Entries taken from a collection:
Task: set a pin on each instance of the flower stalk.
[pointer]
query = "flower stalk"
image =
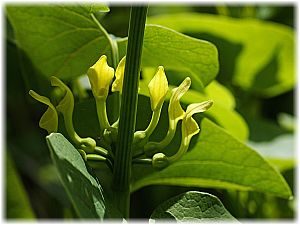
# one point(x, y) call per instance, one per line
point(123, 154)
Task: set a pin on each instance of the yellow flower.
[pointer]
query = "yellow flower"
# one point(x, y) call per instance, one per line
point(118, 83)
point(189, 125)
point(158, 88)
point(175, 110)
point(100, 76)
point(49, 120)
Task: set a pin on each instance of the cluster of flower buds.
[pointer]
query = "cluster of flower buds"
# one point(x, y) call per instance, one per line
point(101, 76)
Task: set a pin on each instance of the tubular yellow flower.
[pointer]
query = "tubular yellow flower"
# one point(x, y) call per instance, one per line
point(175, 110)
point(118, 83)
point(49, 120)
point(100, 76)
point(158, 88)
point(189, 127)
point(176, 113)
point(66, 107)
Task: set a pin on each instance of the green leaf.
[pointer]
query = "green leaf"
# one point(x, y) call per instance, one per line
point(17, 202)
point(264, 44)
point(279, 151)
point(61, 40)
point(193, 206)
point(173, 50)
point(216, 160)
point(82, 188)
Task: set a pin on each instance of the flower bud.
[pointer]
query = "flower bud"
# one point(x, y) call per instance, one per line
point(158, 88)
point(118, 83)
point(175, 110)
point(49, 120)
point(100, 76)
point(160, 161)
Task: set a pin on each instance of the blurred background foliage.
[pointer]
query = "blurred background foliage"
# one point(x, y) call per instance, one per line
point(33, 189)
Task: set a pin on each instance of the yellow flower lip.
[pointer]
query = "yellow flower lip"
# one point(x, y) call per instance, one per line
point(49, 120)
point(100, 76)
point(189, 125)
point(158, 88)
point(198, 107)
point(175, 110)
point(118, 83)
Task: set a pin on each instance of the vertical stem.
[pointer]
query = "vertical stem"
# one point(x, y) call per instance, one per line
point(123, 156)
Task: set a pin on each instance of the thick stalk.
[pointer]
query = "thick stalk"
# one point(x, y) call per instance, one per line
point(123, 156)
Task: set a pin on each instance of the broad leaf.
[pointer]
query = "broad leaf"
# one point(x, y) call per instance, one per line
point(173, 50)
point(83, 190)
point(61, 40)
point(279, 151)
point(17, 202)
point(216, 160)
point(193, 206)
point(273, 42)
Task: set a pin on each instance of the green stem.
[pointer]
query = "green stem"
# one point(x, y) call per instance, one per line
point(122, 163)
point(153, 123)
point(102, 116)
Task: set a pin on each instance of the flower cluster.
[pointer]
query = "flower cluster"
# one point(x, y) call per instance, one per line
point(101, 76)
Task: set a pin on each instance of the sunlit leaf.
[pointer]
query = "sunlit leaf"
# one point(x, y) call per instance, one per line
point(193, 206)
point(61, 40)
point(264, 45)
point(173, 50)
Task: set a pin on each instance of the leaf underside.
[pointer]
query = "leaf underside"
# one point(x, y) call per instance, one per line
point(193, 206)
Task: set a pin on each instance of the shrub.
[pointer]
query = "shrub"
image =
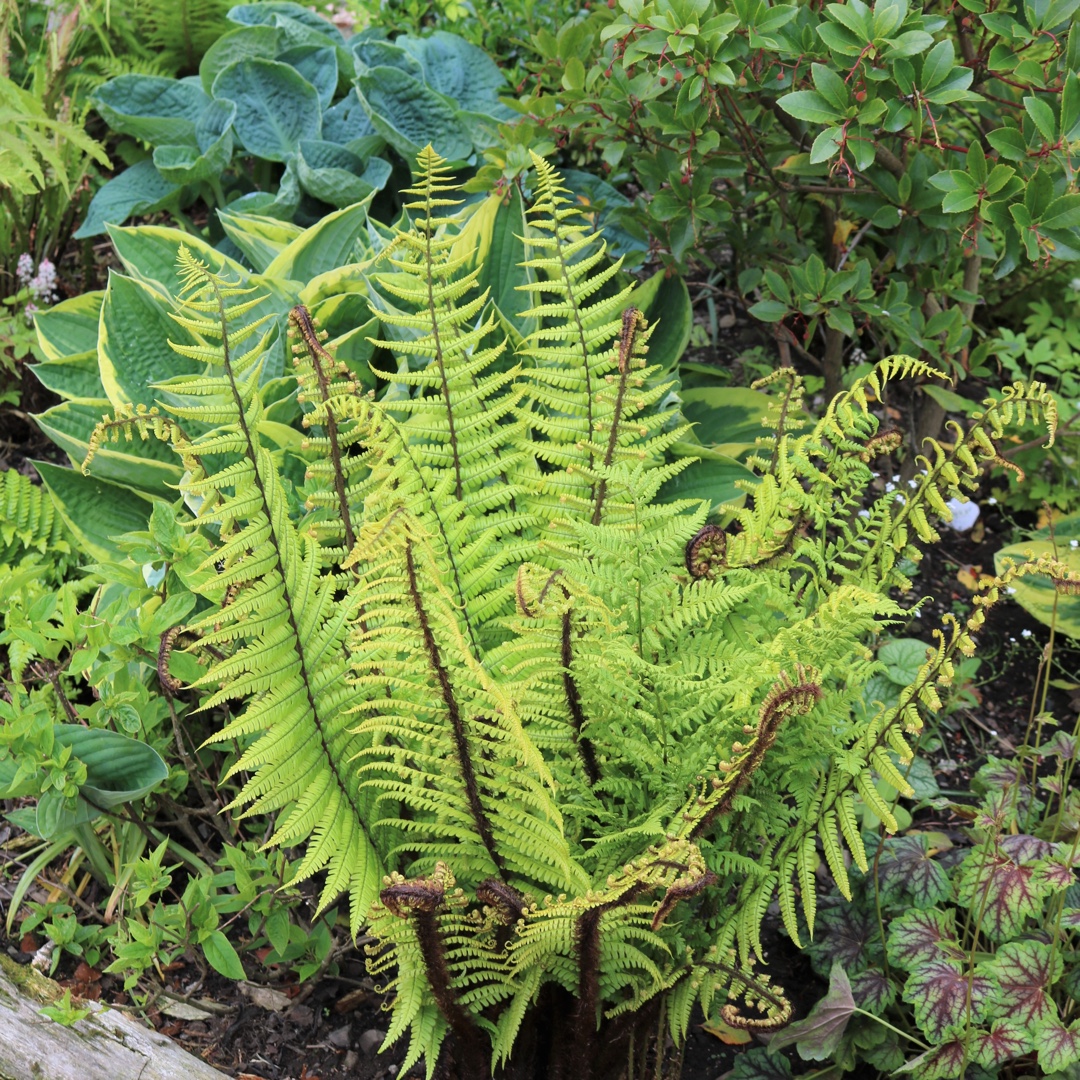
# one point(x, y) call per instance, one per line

* **TO DO**:
Could you rescale the entries from the line with "Task: set a pin on each instance of the flower cluster." up to and including the last line of the entries? Write out every one of those lines again, requests included, with each point coordinate in the answers multiplied by 1.75 and rounded to a whole number (halves round up), and leave the pictures out.

* **THE SOLUTION**:
Task: set a pin on each instance of the flower cluster.
[pointer]
query = "flower cluster"
# one point(x, y) call per instance, one per line
point(177, 133)
Task: set a pin on each instance of the sunlit leaf.
[pointer]
query = "sunlit leaf"
# one point(x, y) call per instance, one per line
point(338, 361)
point(107, 70)
point(462, 79)
point(303, 88)
Task: set a pin on each instance of the leaf underside.
[pointer]
query = "leaf underside"
# one point(x, y) call per instance, one per line
point(338, 361)
Task: set a pin on each instance of the shrub.
[pointer]
query = "shrub"
image =
# one point(x, y) call per instance, one per line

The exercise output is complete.